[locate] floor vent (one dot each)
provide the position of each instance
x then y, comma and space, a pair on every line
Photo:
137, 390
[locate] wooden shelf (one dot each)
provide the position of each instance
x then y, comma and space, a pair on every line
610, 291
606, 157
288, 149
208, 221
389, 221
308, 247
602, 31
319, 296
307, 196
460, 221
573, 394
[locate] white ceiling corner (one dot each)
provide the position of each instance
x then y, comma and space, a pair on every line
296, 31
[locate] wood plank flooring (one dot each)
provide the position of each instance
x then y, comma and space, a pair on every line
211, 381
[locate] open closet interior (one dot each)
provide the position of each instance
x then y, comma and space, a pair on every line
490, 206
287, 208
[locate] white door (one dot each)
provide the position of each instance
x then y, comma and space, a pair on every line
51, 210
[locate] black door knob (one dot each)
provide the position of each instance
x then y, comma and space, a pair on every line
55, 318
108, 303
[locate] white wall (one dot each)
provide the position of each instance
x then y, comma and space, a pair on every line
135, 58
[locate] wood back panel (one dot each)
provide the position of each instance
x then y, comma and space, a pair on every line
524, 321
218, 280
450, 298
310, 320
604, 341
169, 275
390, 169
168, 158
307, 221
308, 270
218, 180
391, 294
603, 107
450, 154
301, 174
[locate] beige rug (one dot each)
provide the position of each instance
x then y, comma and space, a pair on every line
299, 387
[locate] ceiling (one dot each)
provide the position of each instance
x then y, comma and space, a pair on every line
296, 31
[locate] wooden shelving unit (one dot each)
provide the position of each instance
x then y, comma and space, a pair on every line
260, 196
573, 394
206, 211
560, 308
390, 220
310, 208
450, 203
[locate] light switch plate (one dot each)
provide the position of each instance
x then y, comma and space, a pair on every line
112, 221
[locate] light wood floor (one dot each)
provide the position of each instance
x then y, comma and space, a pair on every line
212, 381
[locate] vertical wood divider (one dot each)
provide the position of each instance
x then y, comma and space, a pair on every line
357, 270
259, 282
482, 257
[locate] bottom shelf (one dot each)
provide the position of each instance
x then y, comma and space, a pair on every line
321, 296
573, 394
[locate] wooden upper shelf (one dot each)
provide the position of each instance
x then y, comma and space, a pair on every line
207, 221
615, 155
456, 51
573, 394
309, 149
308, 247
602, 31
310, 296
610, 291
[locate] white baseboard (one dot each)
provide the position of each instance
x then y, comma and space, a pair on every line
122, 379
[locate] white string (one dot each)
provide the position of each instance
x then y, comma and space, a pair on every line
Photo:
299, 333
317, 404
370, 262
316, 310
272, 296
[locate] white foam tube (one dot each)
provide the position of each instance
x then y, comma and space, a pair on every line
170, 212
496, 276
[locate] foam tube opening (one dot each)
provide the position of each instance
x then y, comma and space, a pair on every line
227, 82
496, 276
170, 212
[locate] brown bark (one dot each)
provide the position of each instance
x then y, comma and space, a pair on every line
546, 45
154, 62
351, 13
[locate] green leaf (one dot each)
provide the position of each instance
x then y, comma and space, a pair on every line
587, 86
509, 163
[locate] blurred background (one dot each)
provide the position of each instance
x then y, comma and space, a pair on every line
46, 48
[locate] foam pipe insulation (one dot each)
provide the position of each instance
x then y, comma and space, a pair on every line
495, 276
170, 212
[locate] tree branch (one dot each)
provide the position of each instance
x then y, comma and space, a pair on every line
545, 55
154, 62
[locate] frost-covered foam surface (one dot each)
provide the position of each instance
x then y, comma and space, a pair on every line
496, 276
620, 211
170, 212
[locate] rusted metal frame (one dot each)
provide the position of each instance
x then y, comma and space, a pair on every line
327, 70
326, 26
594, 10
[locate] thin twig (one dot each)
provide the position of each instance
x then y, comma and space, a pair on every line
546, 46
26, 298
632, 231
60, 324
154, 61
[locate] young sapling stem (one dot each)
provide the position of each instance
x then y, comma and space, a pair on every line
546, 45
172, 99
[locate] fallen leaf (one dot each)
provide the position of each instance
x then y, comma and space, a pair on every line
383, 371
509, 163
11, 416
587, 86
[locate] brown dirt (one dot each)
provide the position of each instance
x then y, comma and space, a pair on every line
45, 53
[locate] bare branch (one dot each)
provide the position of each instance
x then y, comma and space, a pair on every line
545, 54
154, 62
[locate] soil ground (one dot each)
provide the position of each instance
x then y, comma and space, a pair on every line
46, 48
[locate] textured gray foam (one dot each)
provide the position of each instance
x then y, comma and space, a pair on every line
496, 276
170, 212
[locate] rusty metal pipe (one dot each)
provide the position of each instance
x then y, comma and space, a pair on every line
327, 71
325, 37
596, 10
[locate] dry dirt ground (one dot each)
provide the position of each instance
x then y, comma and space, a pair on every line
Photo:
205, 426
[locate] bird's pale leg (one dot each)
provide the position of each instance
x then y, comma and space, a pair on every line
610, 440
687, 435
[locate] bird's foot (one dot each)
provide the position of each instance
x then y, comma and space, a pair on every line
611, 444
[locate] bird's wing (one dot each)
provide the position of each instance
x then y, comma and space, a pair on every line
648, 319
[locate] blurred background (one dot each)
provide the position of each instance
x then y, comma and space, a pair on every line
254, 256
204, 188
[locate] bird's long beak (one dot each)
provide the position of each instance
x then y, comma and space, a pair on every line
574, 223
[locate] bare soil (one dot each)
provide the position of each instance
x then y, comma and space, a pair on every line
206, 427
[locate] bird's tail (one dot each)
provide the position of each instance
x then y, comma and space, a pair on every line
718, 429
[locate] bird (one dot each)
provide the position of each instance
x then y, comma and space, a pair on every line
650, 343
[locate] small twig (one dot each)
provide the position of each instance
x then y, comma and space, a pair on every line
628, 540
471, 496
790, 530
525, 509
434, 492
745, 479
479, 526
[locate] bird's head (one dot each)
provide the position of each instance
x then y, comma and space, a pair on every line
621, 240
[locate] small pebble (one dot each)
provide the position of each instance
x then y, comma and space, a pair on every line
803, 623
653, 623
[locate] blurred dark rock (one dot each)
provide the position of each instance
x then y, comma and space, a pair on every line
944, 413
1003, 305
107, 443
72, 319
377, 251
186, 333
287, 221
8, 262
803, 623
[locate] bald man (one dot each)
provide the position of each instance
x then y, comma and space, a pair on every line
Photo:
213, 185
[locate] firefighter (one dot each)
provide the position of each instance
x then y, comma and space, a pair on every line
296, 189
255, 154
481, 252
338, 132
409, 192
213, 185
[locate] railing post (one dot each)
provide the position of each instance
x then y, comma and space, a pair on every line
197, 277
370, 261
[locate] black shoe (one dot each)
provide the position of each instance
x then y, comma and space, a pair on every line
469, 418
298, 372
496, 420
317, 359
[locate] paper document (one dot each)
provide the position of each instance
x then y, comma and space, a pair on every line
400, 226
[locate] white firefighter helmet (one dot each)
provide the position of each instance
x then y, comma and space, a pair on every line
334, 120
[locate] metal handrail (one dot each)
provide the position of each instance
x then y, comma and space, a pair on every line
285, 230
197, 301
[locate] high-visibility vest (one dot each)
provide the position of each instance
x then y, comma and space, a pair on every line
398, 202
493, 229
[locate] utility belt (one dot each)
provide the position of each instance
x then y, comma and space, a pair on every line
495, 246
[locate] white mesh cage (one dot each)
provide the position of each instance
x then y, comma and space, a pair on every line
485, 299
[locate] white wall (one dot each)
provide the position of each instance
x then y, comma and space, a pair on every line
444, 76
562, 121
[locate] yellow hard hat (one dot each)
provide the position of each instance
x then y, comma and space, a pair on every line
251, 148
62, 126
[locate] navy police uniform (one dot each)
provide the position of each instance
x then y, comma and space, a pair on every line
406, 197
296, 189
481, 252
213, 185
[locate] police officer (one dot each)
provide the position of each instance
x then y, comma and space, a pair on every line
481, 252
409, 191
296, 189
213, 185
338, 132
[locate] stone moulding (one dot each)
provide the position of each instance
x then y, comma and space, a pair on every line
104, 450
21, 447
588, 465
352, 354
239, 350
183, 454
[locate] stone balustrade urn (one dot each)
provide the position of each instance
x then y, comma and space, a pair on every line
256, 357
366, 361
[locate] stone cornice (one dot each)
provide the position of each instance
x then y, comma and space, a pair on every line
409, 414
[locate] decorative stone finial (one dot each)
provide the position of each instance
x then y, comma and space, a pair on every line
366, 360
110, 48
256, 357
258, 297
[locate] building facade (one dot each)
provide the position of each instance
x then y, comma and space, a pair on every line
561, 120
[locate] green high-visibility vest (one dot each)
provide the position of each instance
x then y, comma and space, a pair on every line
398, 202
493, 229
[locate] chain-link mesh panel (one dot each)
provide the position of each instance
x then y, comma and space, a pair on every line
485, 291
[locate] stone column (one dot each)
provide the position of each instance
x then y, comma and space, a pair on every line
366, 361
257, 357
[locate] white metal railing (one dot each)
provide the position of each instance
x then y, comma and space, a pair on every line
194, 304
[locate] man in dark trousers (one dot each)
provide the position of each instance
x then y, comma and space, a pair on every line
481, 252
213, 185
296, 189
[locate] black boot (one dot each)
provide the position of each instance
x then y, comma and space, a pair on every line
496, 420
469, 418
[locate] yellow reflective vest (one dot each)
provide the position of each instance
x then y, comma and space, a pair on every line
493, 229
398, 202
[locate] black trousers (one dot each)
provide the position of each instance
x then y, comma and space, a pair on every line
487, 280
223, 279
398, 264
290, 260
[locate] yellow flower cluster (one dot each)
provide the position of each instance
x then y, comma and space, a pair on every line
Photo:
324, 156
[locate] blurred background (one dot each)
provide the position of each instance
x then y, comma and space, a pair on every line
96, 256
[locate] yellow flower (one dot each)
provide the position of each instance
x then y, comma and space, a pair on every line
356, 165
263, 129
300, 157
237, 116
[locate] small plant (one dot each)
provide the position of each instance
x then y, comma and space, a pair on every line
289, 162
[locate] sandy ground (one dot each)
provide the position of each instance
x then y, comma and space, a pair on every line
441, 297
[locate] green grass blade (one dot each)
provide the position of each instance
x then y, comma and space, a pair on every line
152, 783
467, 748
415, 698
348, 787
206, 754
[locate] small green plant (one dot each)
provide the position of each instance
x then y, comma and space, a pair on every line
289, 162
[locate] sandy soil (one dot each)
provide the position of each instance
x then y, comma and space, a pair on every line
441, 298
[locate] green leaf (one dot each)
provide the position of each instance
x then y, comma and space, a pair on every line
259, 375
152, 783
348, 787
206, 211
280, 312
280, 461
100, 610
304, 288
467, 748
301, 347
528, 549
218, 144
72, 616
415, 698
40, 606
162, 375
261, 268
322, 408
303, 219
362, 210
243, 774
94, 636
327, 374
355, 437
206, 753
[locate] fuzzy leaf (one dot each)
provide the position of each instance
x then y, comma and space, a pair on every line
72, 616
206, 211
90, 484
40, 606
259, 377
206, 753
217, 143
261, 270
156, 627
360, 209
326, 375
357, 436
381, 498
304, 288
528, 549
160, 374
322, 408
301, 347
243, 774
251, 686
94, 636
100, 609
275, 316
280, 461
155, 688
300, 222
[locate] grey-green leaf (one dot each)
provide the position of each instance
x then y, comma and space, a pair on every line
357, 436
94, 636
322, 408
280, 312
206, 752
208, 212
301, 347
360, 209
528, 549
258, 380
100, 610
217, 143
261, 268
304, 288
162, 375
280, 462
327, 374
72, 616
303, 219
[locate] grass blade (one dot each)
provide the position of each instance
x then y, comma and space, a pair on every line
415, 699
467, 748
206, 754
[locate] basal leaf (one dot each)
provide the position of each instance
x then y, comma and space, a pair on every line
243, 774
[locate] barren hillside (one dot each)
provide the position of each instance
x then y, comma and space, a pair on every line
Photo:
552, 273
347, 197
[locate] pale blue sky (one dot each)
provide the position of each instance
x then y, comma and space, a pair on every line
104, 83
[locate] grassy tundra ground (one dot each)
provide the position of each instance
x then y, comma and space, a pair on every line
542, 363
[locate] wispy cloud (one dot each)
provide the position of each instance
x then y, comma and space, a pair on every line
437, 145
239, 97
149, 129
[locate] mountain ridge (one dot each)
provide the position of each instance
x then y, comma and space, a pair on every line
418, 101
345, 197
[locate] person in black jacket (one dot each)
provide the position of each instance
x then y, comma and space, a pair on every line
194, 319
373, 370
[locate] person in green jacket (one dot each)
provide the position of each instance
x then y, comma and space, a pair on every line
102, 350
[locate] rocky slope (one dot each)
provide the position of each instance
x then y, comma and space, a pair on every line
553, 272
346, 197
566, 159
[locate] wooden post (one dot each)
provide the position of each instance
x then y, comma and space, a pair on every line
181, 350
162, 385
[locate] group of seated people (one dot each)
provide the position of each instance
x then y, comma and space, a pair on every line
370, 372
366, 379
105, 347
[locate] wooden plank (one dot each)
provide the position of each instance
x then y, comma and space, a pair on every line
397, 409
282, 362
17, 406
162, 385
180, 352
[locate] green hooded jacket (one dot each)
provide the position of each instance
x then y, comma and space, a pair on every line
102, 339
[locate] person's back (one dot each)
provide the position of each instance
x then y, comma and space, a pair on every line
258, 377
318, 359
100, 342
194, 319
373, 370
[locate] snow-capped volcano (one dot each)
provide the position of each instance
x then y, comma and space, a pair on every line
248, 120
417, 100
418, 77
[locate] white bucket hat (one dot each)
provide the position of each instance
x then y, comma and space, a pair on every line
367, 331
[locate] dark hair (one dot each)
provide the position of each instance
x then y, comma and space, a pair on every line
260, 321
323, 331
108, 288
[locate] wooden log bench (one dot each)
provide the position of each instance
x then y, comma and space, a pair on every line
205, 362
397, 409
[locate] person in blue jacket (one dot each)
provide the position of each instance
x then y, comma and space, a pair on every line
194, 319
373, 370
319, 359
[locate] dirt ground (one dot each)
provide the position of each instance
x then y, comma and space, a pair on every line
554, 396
______________________________
Repeat word for word every line from the one that holds "[locate] white bucket hat (one dot each)" to the end. Both ends count.

» CORRECT OUTPUT
[locate] white bucket hat (one dot each)
provide the position of each instance
x then y, comma and space, a pair on every line
367, 331
[locate] dark hair (one dot each)
provide the position of each instance
x then y, comma and space, a pair on every line
260, 321
323, 331
108, 288
[locate] wooden log bench (one dot each)
provide the position of each instance
x then y, comma and space, a pair on every line
205, 362
397, 409
[locate] person in blue jacket (one dot each)
provide the position of each instance
x then y, comma and space, a pair on every line
194, 319
373, 370
319, 359
[locate] dirt ground (one dot each)
provide the position of each instance
x then y, comma and space, a pair on every line
554, 396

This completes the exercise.